◆ TASK SET
a) Using the text on Greg Rice, decide whether each statement agrees with it: (i) Rice was born in Missoula, Montana; (ii) Rice received the Sullivan Award in 1940; (iii) Rice's college team was the Notre Dame Fighting Irish. For each, answer yes or no and quote the deciding words.
b) List every city or town named in the text on Greg Rice.
c) According to the text on Greg Rice, what was his personal best in the mile, and in what year did he set it?

Personal information
- Full name: Joseph Gregory Rice
- Born: January 3, 1916 Deer Lodge, Montana, U.S.
- Died: May 19, 1991 (aged 75) River Edge, New Jersey, U.S.
- Height: 5 ft 5 in (1.65 m)

Sport
- Sport: Running
- Event: Mile – 5000 meters
- College team: Notre Dame Fighting Irish
- Club: New York Athletic Club

Achievements and titles
- Personal best(s): Mile – 4:13.0 (1938) 5000 m – 14:33.4 (1940)

= Greg Rice (runner) =

American long-distance runner

Joseph Gregory Rice (January 3, 1916 – May 19, 1991) was an American long-distance runner. He was five times American champion in the 5000 m, set world indoor best times at two miles and three miles, and in 1940 received the Sullivan Award as the outstanding American amateur athlete. Like most athletes of his generation his athletics career was curtailed by the outbreak of World War II.

== Early life ==

Rice was born in Deer Lodge, Montana on January 3, 1916, later moving to Missoula, Montana. Whilst attending Missoula County High School, Rice won both the 800 and mile high-school state titles in his sophomore, junior and senior years.

◆ DATA SUPPLIED
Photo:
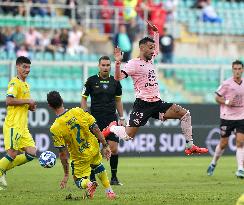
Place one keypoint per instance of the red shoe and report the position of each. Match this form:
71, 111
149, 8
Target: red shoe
111, 195
106, 131
196, 150
90, 190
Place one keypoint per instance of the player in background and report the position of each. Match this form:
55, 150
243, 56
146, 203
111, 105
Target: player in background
148, 103
105, 95
76, 131
230, 97
17, 137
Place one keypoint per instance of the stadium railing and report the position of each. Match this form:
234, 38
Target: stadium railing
179, 83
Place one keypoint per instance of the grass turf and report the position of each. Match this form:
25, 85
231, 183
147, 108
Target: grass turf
161, 180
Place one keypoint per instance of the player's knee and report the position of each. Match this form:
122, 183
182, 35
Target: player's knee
12, 153
31, 151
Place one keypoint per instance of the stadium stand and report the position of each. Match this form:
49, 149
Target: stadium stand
190, 79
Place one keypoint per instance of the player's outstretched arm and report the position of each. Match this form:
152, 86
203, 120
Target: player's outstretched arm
106, 150
65, 163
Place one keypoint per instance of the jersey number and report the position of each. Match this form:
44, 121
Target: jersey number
77, 126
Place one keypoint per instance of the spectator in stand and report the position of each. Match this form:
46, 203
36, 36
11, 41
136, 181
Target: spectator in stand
14, 10
106, 15
166, 45
32, 38
64, 38
156, 13
120, 5
18, 38
45, 41
132, 30
122, 40
74, 46
198, 4
73, 5
130, 9
171, 8
209, 14
22, 51
10, 47
56, 45
2, 40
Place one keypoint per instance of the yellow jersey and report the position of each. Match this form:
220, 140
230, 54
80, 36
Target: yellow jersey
72, 129
17, 115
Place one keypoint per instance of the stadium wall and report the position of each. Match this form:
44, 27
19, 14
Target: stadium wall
154, 139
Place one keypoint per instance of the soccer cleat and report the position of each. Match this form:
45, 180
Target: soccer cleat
210, 169
106, 131
111, 195
90, 190
115, 181
3, 182
240, 174
196, 150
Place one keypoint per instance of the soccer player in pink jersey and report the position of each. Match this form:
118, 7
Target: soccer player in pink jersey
148, 103
230, 96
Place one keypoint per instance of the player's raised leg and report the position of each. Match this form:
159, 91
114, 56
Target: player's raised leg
219, 150
177, 112
240, 154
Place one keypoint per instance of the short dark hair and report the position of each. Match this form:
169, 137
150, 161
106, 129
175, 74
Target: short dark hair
22, 59
145, 40
237, 62
54, 99
103, 58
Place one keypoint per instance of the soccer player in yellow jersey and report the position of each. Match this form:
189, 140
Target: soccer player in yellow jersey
17, 137
76, 131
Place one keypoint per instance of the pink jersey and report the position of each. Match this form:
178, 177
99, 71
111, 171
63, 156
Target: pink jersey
231, 90
144, 76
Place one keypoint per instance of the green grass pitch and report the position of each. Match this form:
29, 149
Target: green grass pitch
149, 181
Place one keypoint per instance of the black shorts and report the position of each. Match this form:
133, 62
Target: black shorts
103, 122
143, 110
228, 126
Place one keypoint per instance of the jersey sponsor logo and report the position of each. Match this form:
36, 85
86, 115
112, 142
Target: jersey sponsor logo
105, 86
11, 89
83, 90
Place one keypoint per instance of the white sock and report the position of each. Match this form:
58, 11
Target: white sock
217, 154
120, 132
186, 127
109, 189
240, 157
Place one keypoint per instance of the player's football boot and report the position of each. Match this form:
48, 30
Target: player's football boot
106, 131
115, 181
111, 195
196, 150
240, 174
210, 169
3, 182
90, 190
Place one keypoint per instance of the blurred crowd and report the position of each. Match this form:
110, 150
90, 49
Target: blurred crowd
28, 42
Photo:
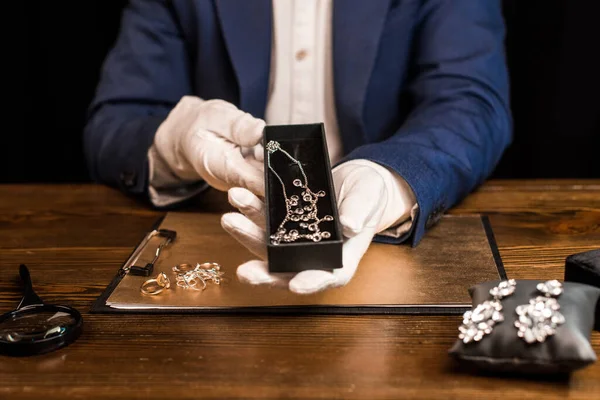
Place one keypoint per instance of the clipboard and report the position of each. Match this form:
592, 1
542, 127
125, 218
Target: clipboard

◆ RESULTS BY TASK
a)
(i) No: "Rice was born in Deer Lodge, Montana on January 3, 1916, later moving to Missoula, Montana."
(ii) Yes: "in 1940 received the Sullivan Award as the outstanding American amateur athlete"
(iii) Yes: "College team: Notre Dame Fighting Irish"

b) Deer Lodge, River Edge, Missoula

c) 4:13.0, set in 1938.